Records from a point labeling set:
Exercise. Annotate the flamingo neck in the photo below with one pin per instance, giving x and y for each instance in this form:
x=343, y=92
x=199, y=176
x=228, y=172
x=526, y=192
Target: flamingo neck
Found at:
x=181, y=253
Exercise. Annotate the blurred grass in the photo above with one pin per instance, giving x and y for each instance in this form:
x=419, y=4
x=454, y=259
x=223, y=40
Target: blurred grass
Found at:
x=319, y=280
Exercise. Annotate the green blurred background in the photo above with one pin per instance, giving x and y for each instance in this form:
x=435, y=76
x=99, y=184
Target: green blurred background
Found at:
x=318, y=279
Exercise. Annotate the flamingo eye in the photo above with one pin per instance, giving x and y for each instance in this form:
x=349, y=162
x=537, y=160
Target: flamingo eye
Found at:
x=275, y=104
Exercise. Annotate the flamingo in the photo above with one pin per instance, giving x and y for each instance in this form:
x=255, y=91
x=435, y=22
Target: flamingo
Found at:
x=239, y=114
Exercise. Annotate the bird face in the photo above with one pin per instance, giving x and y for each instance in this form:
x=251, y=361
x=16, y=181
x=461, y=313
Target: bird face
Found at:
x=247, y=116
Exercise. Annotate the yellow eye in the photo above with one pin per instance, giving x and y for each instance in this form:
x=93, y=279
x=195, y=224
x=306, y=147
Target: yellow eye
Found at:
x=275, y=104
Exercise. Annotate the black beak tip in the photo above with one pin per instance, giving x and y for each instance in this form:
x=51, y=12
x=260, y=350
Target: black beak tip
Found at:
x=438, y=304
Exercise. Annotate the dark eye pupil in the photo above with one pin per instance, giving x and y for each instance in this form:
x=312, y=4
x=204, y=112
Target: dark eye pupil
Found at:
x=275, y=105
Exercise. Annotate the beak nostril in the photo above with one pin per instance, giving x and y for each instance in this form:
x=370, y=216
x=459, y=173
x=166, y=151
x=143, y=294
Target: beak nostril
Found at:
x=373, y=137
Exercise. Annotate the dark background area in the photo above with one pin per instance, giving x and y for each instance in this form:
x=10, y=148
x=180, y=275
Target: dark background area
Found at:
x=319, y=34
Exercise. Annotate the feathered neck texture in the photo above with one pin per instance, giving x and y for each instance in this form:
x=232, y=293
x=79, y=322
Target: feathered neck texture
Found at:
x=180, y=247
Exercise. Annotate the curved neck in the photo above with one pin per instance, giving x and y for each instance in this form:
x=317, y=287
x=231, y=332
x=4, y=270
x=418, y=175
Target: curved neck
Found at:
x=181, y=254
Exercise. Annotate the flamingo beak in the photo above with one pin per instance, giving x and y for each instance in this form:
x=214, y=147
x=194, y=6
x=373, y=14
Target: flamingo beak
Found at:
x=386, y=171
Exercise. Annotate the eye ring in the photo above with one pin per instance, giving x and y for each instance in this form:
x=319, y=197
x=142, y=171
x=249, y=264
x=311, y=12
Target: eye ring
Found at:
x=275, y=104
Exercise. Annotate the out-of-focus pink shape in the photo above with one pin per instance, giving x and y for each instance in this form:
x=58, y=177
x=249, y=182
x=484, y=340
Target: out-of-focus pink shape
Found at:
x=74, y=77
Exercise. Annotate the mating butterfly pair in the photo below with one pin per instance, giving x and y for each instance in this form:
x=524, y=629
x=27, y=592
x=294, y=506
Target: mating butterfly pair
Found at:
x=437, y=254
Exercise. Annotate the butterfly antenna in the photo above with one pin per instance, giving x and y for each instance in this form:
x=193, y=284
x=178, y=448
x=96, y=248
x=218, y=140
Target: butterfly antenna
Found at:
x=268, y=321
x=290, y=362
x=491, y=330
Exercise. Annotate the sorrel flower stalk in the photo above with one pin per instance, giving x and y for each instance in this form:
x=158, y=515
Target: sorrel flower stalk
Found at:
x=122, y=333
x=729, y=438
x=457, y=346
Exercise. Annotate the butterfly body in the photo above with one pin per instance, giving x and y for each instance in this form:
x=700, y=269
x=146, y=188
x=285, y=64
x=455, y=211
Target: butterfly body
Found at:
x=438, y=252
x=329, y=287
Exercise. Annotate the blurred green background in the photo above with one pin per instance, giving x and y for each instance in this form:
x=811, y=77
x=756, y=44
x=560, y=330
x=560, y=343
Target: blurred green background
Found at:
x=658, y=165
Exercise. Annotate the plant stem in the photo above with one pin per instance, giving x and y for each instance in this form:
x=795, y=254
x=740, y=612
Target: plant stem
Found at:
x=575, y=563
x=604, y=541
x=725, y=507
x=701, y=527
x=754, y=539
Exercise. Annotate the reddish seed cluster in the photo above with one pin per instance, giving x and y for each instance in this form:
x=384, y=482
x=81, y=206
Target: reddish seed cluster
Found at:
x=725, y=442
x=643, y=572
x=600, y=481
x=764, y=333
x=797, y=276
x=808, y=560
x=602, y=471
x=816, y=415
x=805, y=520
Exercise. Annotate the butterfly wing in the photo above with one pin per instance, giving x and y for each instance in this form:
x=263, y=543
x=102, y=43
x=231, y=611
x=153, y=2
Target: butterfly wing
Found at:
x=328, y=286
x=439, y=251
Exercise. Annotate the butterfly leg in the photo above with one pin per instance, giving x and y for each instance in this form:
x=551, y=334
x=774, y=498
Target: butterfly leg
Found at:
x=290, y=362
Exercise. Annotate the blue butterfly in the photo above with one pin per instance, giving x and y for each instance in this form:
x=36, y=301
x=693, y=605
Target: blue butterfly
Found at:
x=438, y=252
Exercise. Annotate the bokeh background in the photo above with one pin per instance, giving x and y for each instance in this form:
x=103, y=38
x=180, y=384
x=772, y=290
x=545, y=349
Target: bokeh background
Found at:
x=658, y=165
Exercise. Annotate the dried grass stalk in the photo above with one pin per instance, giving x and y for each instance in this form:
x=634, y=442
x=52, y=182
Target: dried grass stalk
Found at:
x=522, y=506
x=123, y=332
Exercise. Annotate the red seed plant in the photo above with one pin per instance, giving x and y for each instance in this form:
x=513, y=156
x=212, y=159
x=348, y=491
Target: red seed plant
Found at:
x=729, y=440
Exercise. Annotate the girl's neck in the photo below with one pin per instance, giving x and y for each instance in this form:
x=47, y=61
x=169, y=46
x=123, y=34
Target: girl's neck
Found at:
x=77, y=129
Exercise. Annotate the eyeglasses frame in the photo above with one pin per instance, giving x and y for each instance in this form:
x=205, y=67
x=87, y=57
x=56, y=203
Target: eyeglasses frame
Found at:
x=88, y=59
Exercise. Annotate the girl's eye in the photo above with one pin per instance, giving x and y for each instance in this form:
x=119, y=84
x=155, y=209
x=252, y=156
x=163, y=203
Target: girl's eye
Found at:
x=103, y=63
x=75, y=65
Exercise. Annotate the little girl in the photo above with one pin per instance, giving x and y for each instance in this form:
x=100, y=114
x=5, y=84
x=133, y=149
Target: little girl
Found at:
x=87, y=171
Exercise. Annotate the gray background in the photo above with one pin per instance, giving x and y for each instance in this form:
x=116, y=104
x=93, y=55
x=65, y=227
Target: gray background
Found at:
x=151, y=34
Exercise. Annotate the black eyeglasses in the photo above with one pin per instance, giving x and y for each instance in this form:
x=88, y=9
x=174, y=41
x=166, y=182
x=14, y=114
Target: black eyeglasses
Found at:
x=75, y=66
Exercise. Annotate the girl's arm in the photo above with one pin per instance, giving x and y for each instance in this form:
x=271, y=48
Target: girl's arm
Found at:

- Given instruction
Rewrite every line of the listing above as a Markdown table with the columns Row and Line, numbering the rows in order and leaving out blank lines.

- Result for this task
| Row | Line |
|---|---|
| 1 | Exercise. Annotate the flamingo neck in the photo below with one pin per instance, giving x and y for each instance in this form: |
| 2 | x=343, y=92 |
| 3 | x=199, y=176 |
| 4 | x=228, y=172 |
| 5 | x=526, y=192 |
| 6 | Target: flamingo neck |
| 7 | Found at: |
| 8 | x=181, y=253 |
| 9 | Exercise. Annotate the blurred grass in the photo above with one pin per instance, giving x and y for each instance in this form: |
| 10 | x=419, y=4 |
| 11 | x=454, y=259 |
| 12 | x=223, y=40 |
| 13 | Target: blurred grass |
| 14 | Found at: |
| 15 | x=319, y=280 |
| 16 | Exercise. Annotate the green blurred background in the photo above with one pin per instance, giving x and y for each instance in this form: |
| 17 | x=435, y=76 |
| 18 | x=99, y=184 |
| 19 | Target: green blurred background |
| 20 | Found at: |
| 21 | x=318, y=279 |
| 22 | Exercise. Annotate the flamingo eye in the photo above with one pin per instance, giving x and y for each instance in this form: |
| 23 | x=349, y=162 |
| 24 | x=537, y=160 |
| 25 | Target: flamingo eye |
| 26 | Found at: |
| 27 | x=275, y=104 |
| 28 | Exercise. Annotate the flamingo in the photo above with one pin per instance, giving x and y for each instance in this form: |
| 29 | x=255, y=91 |
| 30 | x=435, y=22 |
| 31 | Target: flamingo |
| 32 | Found at: |
| 33 | x=239, y=114 |
| 34 | Exercise. Annotate the bird face in the photo above with one pin per instance, giving x and y for each instance in this form: |
| 35 | x=251, y=361 |
| 36 | x=16, y=181 |
| 37 | x=461, y=313 |
| 38 | Target: bird face |
| 39 | Found at: |
| 40 | x=247, y=116 |
| 41 | Exercise. Annotate the yellow eye in the photo above with one pin per instance, giving x and y for each instance in this form: |
| 42 | x=93, y=279 |
| 43 | x=195, y=224 |
| 44 | x=306, y=147 |
| 45 | Target: yellow eye |
| 46 | Found at: |
| 47 | x=275, y=104 |
| 48 | Exercise. Annotate the black beak tip in the photo above with one pin per instance, giving x and y for each instance in this form: |
| 49 | x=51, y=12 |
| 50 | x=260, y=350 |
| 51 | Target: black beak tip |
| 52 | Found at: |
| 53 | x=438, y=304 |
| 54 | Exercise. Annotate the dark eye pupil in the photo above with one pin per instance, giving x and y for each instance in this form: |
| 55 | x=312, y=4 |
| 56 | x=204, y=112 |
| 57 | Target: dark eye pupil |
| 58 | Found at: |
| 59 | x=275, y=105 |
| 60 | Exercise. Annotate the beak nostril in the photo above with one pin per instance, giving x and y for each instance in this form: |
| 61 | x=370, y=216 |
| 62 | x=459, y=173 |
| 63 | x=166, y=151 |
| 64 | x=143, y=294 |
| 65 | Target: beak nostril |
| 66 | Found at: |
| 67 | x=373, y=137 |
| 68 | Exercise. Annotate the dark background area in the photo above with one pin per instance, giving x and y for each instance in this form: |
| 69 | x=10, y=148 |
| 70 | x=180, y=275 |
| 71 | Target: dark background area |
| 72 | Found at: |
| 73 | x=319, y=34 |
| 74 | Exercise. Annotate the feathered neck texture in the photo above with one pin per instance, giving x and y for each instance in this form: |
| 75 | x=232, y=293 |
| 76 | x=79, y=322 |
| 77 | Target: feathered neck texture |
| 78 | Found at: |
| 79 | x=180, y=247 |
| 80 | Exercise. Annotate the curved neck in the photo above with one pin per instance, giving x and y for each instance in this form: |
| 81 | x=317, y=287 |
| 82 | x=231, y=332 |
| 83 | x=4, y=270 |
| 84 | x=418, y=175 |
| 85 | Target: curved neck |
| 86 | Found at: |
| 87 | x=181, y=254 |
| 88 | Exercise. Annotate the flamingo beak in the photo above with one pin per instance, giving x and y for each instance in this form: |
| 89 | x=214, y=147 |
| 90 | x=194, y=6 |
| 91 | x=373, y=14 |
| 92 | Target: flamingo beak |
| 93 | Found at: |
| 94 | x=386, y=171 |
| 95 | Exercise. Annotate the eye ring in the photo above with one pin per instance, giving x and y for each instance in this form: |
| 96 | x=319, y=197 |
| 97 | x=142, y=171 |
| 98 | x=249, y=264 |
| 99 | x=311, y=12 |
| 100 | Target: eye ring |
| 101 | Found at: |
| 102 | x=275, y=104 |
| 103 | Exercise. Annotate the out-of-focus pink shape in the photo above with one pin per instance, giving x and y for each instance in this form: |
| 104 | x=58, y=177 |
| 105 | x=249, y=182 |
| 106 | x=484, y=340 |
| 107 | Target: out-of-focus pink shape |
| 108 | Found at: |
| 109 | x=74, y=77 |
| 110 | Exercise. Annotate the mating butterfly pair in the photo below with one pin per instance, giving x and y for each instance in this form: |
| 111 | x=524, y=629 |
| 112 | x=27, y=592 |
| 113 | x=294, y=506 |
| 114 | Target: mating butterfly pair |
| 115 | Found at: |
| 116 | x=437, y=254 |
| 117 | Exercise. Annotate the butterfly antenna in the photo above with one pin per instance, giving x and y for each instance in this form: |
| 118 | x=193, y=284 |
| 119 | x=178, y=448 |
| 120 | x=96, y=248 |
| 121 | x=218, y=140 |
| 122 | Target: butterfly antenna |
| 123 | Found at: |
| 124 | x=268, y=321 |
| 125 | x=290, y=362 |
| 126 | x=491, y=330 |
| 127 | Exercise. Annotate the sorrel flower stalk in the photo above with one pin per instance, giving x and y for each instance in this form: |
| 128 | x=158, y=515 |
| 129 | Target: sorrel flower stalk |
| 130 | Found at: |
| 131 | x=122, y=333 |
| 132 | x=729, y=438 |
| 133 | x=457, y=346 |
| 134 | Exercise. Annotate the butterfly body in the photo above with one pin per instance, giving x and y for each instance in this form: |
| 135 | x=700, y=269 |
| 136 | x=146, y=188 |
| 137 | x=285, y=64 |
| 138 | x=455, y=211 |
| 139 | Target: butterfly body |
| 140 | Found at: |
| 141 | x=438, y=252 |
| 142 | x=329, y=287 |
| 143 | Exercise. Annotate the blurred green background in the photo above with one pin per instance, giving x and y for each instance in this form: |
| 144 | x=811, y=77 |
| 145 | x=756, y=44 |
| 146 | x=560, y=330 |
| 147 | x=560, y=343 |
| 148 | Target: blurred green background |
| 149 | Found at: |
| 150 | x=658, y=165 |
| 151 | Exercise. Annotate the plant stem in the photo above with one pin per instance, giving x and y for each instance in this form: |
| 152 | x=795, y=254 |
| 153 | x=740, y=612 |
| 154 | Target: plant stem |
| 155 | Found at: |
| 156 | x=575, y=563 |
| 157 | x=604, y=541 |
| 158 | x=725, y=507 |
| 159 | x=701, y=527 |
| 160 | x=754, y=539 |
| 161 | Exercise. Annotate the reddish seed cluster in the photo above with one pin per instance, giving x and y for each instance in this form: |
| 162 | x=384, y=482 |
| 163 | x=81, y=206 |
| 164 | Target: reddish seed cluster |
| 165 | Found at: |
| 166 | x=725, y=442 |
| 167 | x=643, y=572 |
| 168 | x=600, y=481 |
| 169 | x=764, y=333 |
| 170 | x=797, y=276 |
| 171 | x=808, y=560 |
| 172 | x=602, y=471 |
| 173 | x=816, y=415 |
| 174 | x=805, y=520 |
| 175 | Exercise. Annotate the butterfly wing in the photo above with one pin per instance, giving x and y for each instance in this form: |
| 176 | x=263, y=543 |
| 177 | x=102, y=43 |
| 178 | x=231, y=611 |
| 179 | x=153, y=2 |
| 180 | Target: butterfly wing |
| 181 | Found at: |
| 182 | x=328, y=286 |
| 183 | x=439, y=251 |
| 184 | Exercise. Annotate the butterfly leg in the photo above with one pin per instance, giving x and y for each instance in this form: |
| 185 | x=551, y=334 |
| 186 | x=774, y=498 |
| 187 | Target: butterfly leg |
| 188 | Found at: |
| 189 | x=290, y=362 |
| 190 | Exercise. Annotate the blue butterfly in the photo above with one pin per instance, giving x and y for each instance in this form: |
| 191 | x=36, y=301 |
| 192 | x=693, y=605 |
| 193 | Target: blue butterfly |
| 194 | Found at: |
| 195 | x=438, y=252 |
| 196 | Exercise. Annotate the bokeh background in the photo above with one pin per instance, giving x and y for each instance in this form: |
| 197 | x=103, y=38 |
| 198 | x=180, y=384 |
| 199 | x=772, y=290 |
| 200 | x=545, y=349 |
| 201 | Target: bokeh background |
| 202 | Found at: |
| 203 | x=658, y=165 |
| 204 | Exercise. Annotate the dried grass stalk in the photo above with one pin per instance, giving x and y for each instance in this form: |
| 205 | x=634, y=442 |
| 206 | x=52, y=182 |
| 207 | Target: dried grass stalk |
| 208 | Found at: |
| 209 | x=522, y=506 |
| 210 | x=123, y=332 |
| 211 | Exercise. Annotate the red seed plant in the photo above with one pin per instance, giving x and y for each instance in this form: |
| 212 | x=513, y=156 |
| 213 | x=212, y=159 |
| 214 | x=348, y=491 |
| 215 | Target: red seed plant |
| 216 | Found at: |
| 217 | x=729, y=440 |
| 218 | Exercise. Annotate the girl's neck in the photo below with one pin per instance, giving x and y for each instance in this form: |
| 219 | x=47, y=61 |
| 220 | x=169, y=46 |
| 221 | x=123, y=34 |
| 222 | Target: girl's neck |
| 223 | Found at: |
| 224 | x=77, y=129 |
| 225 | Exercise. Annotate the eyeglasses frame in the photo above with one pin per instance, giving x and y for each instance in this form: |
| 226 | x=205, y=67 |
| 227 | x=87, y=57 |
| 228 | x=56, y=203 |
| 229 | Target: eyeglasses frame |
| 230 | Found at: |
| 231 | x=88, y=59 |
| 232 | Exercise. Annotate the girl's eye in the photo above with one pin per instance, giving x and y for each instance in this form: |
| 233 | x=119, y=84 |
| 234 | x=155, y=209 |
| 235 | x=252, y=156 |
| 236 | x=163, y=203 |
| 237 | Target: girl's eye |
| 238 | Found at: |
| 239 | x=103, y=63 |
| 240 | x=75, y=65 |
| 241 | Exercise. Annotate the little girl in the photo above with one pin per instance, giving x and y for each instance in this form: |
| 242 | x=100, y=114 |
| 243 | x=5, y=84 |
| 244 | x=133, y=149 |
| 245 | Target: little girl |
| 246 | Found at: |
| 247 | x=87, y=171 |
| 248 | Exercise. Annotate the gray background in the photo above with one pin per instance, giving x and y for each instance in this form: |
| 249 | x=116, y=104 |
| 250 | x=93, y=55 |
| 251 | x=65, y=227 |
| 252 | Target: gray background |
| 253 | Found at: |
| 254 | x=151, y=34 |
| 255 | Exercise. Annotate the black eyeglasses in the photo above with one pin per instance, giving x and y for each instance in this form: |
| 256 | x=88, y=9 |
| 257 | x=174, y=41 |
| 258 | x=166, y=182 |
| 259 | x=14, y=114 |
| 260 | Target: black eyeglasses |
| 261 | Found at: |
| 262 | x=75, y=66 |
| 263 | Exercise. Annotate the girl's arm in the photo above with one pin per instance, giving x and y for each instance in this form: |
| 264 | x=271, y=48 |
| 265 | Target: girl's arm |
| 266 | Found at: |